▸ GIVEN REQUEST: Exact repetition of every entry is required.

▸ PROVIDED ENTRIES:
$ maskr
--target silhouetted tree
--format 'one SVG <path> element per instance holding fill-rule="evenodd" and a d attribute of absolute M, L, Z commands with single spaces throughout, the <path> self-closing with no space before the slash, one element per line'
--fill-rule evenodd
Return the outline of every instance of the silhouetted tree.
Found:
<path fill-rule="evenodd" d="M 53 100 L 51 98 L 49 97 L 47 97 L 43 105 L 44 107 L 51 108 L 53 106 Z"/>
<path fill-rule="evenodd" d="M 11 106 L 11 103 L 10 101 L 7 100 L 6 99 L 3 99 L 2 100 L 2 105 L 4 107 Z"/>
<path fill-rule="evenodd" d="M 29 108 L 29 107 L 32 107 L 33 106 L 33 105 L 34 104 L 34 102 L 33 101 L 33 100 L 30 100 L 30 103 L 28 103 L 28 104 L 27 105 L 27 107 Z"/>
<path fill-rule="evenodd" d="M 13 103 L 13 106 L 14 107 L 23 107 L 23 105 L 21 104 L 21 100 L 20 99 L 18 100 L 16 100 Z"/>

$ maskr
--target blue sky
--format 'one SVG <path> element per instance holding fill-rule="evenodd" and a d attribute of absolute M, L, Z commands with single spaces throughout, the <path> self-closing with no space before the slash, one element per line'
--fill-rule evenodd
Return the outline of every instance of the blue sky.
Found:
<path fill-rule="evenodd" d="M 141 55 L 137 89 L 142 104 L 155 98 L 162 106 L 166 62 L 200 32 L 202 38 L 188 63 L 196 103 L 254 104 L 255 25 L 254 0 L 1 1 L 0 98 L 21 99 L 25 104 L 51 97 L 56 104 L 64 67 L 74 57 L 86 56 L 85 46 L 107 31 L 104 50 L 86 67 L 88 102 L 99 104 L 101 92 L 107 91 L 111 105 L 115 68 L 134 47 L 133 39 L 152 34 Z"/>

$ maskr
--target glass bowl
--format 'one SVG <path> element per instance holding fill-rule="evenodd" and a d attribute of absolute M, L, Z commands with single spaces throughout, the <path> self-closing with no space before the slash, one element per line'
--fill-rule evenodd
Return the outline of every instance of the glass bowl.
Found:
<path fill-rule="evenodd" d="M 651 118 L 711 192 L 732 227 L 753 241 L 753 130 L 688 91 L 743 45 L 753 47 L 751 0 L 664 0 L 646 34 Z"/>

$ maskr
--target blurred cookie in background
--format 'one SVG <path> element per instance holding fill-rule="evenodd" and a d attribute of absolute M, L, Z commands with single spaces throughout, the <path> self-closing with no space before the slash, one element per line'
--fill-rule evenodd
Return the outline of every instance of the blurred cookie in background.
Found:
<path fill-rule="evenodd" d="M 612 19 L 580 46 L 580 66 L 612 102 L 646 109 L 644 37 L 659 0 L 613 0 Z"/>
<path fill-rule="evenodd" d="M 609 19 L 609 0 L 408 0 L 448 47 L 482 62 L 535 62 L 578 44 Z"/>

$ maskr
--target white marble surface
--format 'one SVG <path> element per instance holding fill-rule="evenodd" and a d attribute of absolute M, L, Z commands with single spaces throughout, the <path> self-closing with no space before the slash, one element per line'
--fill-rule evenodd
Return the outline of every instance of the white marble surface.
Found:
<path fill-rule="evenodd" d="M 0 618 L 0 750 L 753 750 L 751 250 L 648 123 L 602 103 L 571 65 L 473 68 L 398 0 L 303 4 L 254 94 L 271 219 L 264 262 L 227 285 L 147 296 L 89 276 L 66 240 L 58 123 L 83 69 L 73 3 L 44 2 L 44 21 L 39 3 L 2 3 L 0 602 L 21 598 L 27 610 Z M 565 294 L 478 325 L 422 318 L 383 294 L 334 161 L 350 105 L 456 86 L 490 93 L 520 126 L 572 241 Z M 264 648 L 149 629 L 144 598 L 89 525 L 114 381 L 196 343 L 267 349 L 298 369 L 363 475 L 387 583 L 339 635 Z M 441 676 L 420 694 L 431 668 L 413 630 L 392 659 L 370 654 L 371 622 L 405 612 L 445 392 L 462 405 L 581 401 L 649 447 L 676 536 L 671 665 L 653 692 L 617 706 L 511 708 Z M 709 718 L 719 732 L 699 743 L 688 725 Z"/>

▸ EXERCISE ANSWER:
$ maskr
--target silhouetted tree
--format 'one SVG <path> element per instance holding fill-rule="evenodd" and a d attribute of absolute M, L, Z commands with single spaces throughout, the <path> self-closing with no space before the slash, one element per line'
--fill-rule evenodd
Return the outline of every instance of the silhouetted tree.
Found:
<path fill-rule="evenodd" d="M 53 100 L 51 98 L 49 97 L 47 97 L 43 105 L 44 107 L 51 108 L 53 106 Z"/>
<path fill-rule="evenodd" d="M 11 106 L 11 103 L 10 101 L 7 100 L 6 99 L 3 99 L 2 100 L 2 105 L 4 107 Z"/>
<path fill-rule="evenodd" d="M 29 108 L 29 107 L 32 107 L 33 106 L 33 105 L 34 104 L 34 102 L 33 101 L 33 100 L 30 100 L 30 103 L 28 103 L 28 104 L 27 105 L 27 107 Z"/>
<path fill-rule="evenodd" d="M 13 103 L 13 106 L 14 107 L 23 107 L 23 105 L 21 104 L 21 100 L 20 99 L 18 100 L 16 100 Z"/>

$ maskr
--target blue sky
--format 'one SVG <path> element per instance holding fill-rule="evenodd" and a d attribute of absolute M, L, Z commands with single spaces throughout, the <path> self-closing with no space before the slash, one element per line'
--fill-rule evenodd
Return the outline of every instance of the blue sky.
Found:
<path fill-rule="evenodd" d="M 141 55 L 137 89 L 142 104 L 155 98 L 162 106 L 166 62 L 200 32 L 202 38 L 188 63 L 196 103 L 254 104 L 255 25 L 254 0 L 1 1 L 0 98 L 21 99 L 25 104 L 51 97 L 56 104 L 64 67 L 74 57 L 86 56 L 85 46 L 107 31 L 104 50 L 86 67 L 88 102 L 99 104 L 101 92 L 107 91 L 111 105 L 115 68 L 134 47 L 133 39 L 152 34 Z"/>

$ maskr
--target glass bowl
--format 'one SVG <path> element per instance holding fill-rule="evenodd" and a d attribute of absolute M, L, Z commands with single spaces throughout, the <path> self-closing with no space before the slash, one element per line'
--fill-rule evenodd
Return the outline of every instance of the glass bowl.
Found:
<path fill-rule="evenodd" d="M 651 118 L 711 192 L 732 227 L 753 241 L 753 130 L 688 91 L 743 45 L 753 47 L 751 0 L 664 0 L 646 34 Z"/>

$ maskr
--target blurred cookie in background
--format 'one SVG <path> element per instance holding fill-rule="evenodd" and a d attribute of absolute M, L, Z commands with single spaces throughout, the <path> self-closing with no space before the slash, one element per line'
--fill-rule evenodd
Return the outline of every instance of the blurred cookie in background.
Found:
<path fill-rule="evenodd" d="M 612 19 L 580 46 L 580 66 L 612 102 L 646 109 L 644 37 L 659 0 L 613 0 Z"/>
<path fill-rule="evenodd" d="M 609 19 L 609 0 L 408 0 L 448 47 L 482 62 L 535 62 L 578 44 Z"/>

$ maskr
--target white marble surface
--format 'one SVG <path> element per instance holding fill-rule="evenodd" and a d attribute of absolute M, L, Z commands with single spaces throughout, the <path> self-closing with no space before the slash, one element per line'
--fill-rule evenodd
Return the outline of every instance of the white marble surface.
Found:
<path fill-rule="evenodd" d="M 0 618 L 0 750 L 753 750 L 751 250 L 648 123 L 602 103 L 571 65 L 473 68 L 398 0 L 303 4 L 254 94 L 271 219 L 264 262 L 227 285 L 147 296 L 89 276 L 66 240 L 58 123 L 83 69 L 73 3 L 44 2 L 44 21 L 39 3 L 2 3 L 0 602 L 21 598 L 27 610 Z M 565 294 L 478 325 L 422 318 L 383 294 L 334 161 L 350 105 L 456 86 L 490 93 L 520 126 L 572 241 Z M 264 648 L 149 629 L 144 598 L 89 525 L 114 381 L 196 343 L 267 349 L 298 369 L 363 475 L 387 583 L 339 635 Z M 441 676 L 420 694 L 431 668 L 413 630 L 392 659 L 370 654 L 371 622 L 405 612 L 445 392 L 462 405 L 581 401 L 649 447 L 676 536 L 671 665 L 653 692 L 617 706 L 511 708 Z M 709 718 L 719 732 L 699 743 L 688 725 Z"/>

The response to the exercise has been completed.